Task prompt
Your copy should match the entries below exactly, apart from the images.
####
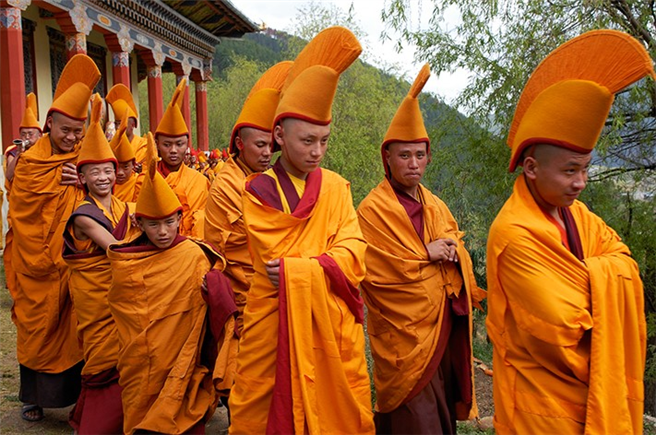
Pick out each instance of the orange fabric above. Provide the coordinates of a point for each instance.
(42, 311)
(90, 277)
(330, 385)
(127, 191)
(31, 114)
(160, 314)
(569, 335)
(224, 228)
(76, 83)
(567, 98)
(405, 292)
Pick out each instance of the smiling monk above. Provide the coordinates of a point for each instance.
(418, 290)
(43, 195)
(566, 314)
(301, 366)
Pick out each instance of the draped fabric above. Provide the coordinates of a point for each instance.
(301, 368)
(569, 335)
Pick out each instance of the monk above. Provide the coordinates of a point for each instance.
(41, 199)
(190, 186)
(30, 132)
(126, 176)
(418, 289)
(301, 366)
(250, 146)
(566, 308)
(160, 314)
(122, 102)
(101, 219)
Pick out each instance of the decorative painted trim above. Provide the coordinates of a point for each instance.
(155, 72)
(121, 59)
(10, 18)
(20, 4)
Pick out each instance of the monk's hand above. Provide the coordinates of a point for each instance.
(273, 270)
(442, 250)
(69, 175)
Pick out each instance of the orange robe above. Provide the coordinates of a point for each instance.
(224, 228)
(160, 314)
(42, 311)
(191, 188)
(567, 325)
(302, 369)
(406, 295)
(126, 192)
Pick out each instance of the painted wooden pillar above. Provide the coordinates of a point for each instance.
(12, 71)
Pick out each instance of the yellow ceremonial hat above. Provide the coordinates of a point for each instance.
(311, 84)
(76, 83)
(120, 98)
(173, 123)
(120, 144)
(30, 116)
(408, 123)
(94, 147)
(567, 99)
(156, 199)
(261, 103)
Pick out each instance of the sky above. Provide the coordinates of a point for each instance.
(281, 15)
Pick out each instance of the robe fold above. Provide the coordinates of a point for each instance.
(301, 368)
(568, 333)
(160, 314)
(42, 310)
(406, 297)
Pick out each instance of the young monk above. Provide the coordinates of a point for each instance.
(101, 219)
(160, 314)
(566, 314)
(43, 195)
(301, 366)
(418, 289)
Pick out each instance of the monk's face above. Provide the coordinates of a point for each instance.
(254, 148)
(172, 150)
(161, 232)
(407, 162)
(31, 135)
(303, 145)
(556, 176)
(124, 171)
(99, 178)
(65, 132)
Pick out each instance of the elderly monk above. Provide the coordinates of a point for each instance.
(126, 177)
(160, 314)
(190, 186)
(120, 98)
(43, 195)
(250, 146)
(418, 289)
(30, 133)
(301, 366)
(566, 314)
(101, 219)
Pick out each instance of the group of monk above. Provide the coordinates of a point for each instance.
(146, 299)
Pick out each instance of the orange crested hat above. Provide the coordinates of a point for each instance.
(262, 101)
(311, 84)
(173, 123)
(408, 123)
(30, 116)
(94, 147)
(156, 199)
(120, 144)
(120, 98)
(74, 89)
(568, 97)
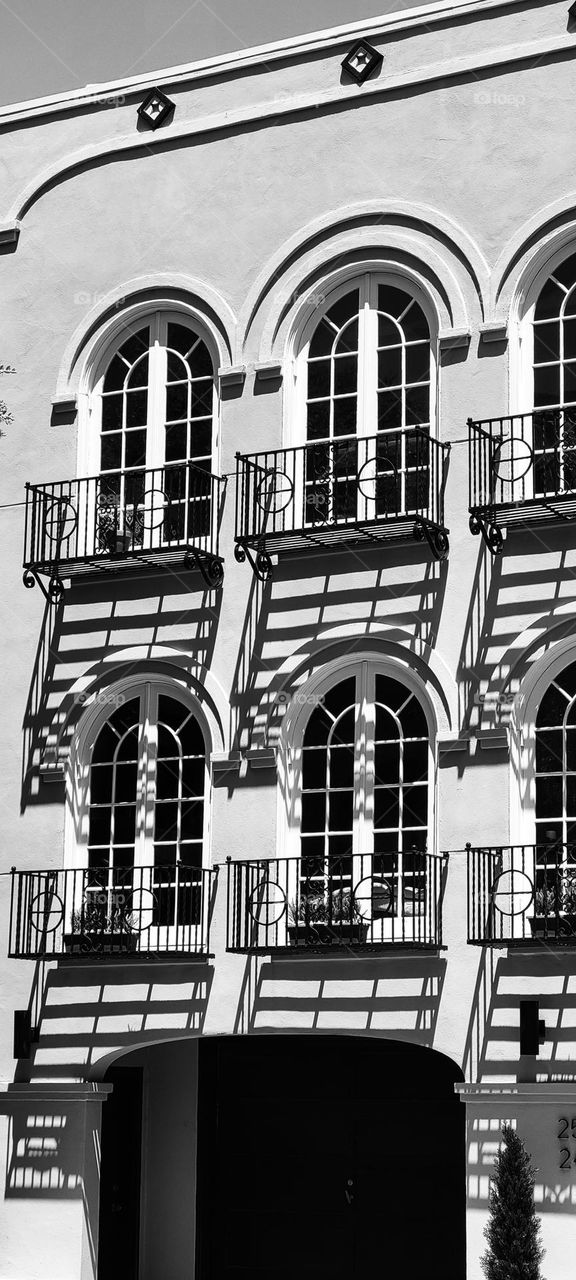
####
Solution
Pick out each instance of the orange fabric above. Provide the coordinates of a point for each instance.
(42, 311)
(90, 277)
(330, 385)
(127, 191)
(31, 114)
(160, 314)
(569, 335)
(224, 228)
(76, 83)
(567, 98)
(405, 292)
Pick out each instance of the smiling monk above. Provide the coordinates of a point for each instance.
(418, 290)
(43, 195)
(566, 314)
(301, 366)
Pick out each instance of the draped fabric above. Provide the coordinates of a point for each instance.
(301, 368)
(569, 335)
Pick out each instance of the monk above. Provide the coordinates of a point for each instance.
(41, 199)
(190, 186)
(30, 132)
(126, 176)
(418, 289)
(301, 366)
(250, 146)
(566, 308)
(160, 314)
(122, 102)
(101, 219)
Pick out each instance of the decorative painted trim above. Provide the coordinates of a point for each instance.
(155, 72)
(121, 59)
(10, 18)
(20, 4)
Pick out each instance of the monk's hand above. Provide the coordinates of a point for each instance.
(273, 270)
(442, 250)
(69, 175)
Pick out each instance of the orange robe above. Provide the coordinates of a point for each instance.
(224, 228)
(160, 314)
(42, 311)
(191, 188)
(567, 325)
(302, 369)
(406, 295)
(126, 192)
Pick out each instance of the painted wooden pillar above. Provide the coordinates of a point for each instance.
(12, 71)
Pick out each instance of the yellow ceremonial hat above. Provide the coordinates of a point for each instance.
(311, 84)
(76, 83)
(120, 98)
(173, 123)
(120, 144)
(30, 116)
(408, 123)
(94, 147)
(567, 99)
(156, 199)
(261, 103)
Pick out each instance of the sky above. Provide the coordinates of a point for each instance.
(281, 15)
Pick out each instance of the robe fold above. Provide the coordinates of a point for each instance.
(301, 368)
(568, 333)
(160, 314)
(42, 310)
(406, 297)
Pick out each instance of the young monk above. Provide the coordinates of a point for each instance.
(101, 219)
(160, 314)
(566, 314)
(43, 195)
(301, 366)
(418, 289)
Pick out each instance of the monk's face above. Provide the coordinates of a point for each instance.
(254, 148)
(172, 150)
(161, 232)
(407, 162)
(31, 135)
(303, 145)
(556, 176)
(124, 171)
(99, 178)
(65, 132)
Pick out each instance of the elderly monk above. Provide the coordinates of a point for each instance.
(126, 177)
(160, 314)
(190, 186)
(120, 98)
(43, 195)
(250, 146)
(418, 289)
(30, 133)
(301, 366)
(566, 314)
(101, 219)
Pick out each instance of the group of monk above. Provide the coordinates of a point for each instance.
(146, 299)
Pick out each instance of the orange crested hat above. Provide the coordinates of a point for each instance.
(262, 101)
(311, 84)
(173, 123)
(408, 123)
(30, 116)
(94, 147)
(156, 199)
(120, 144)
(120, 98)
(74, 89)
(568, 97)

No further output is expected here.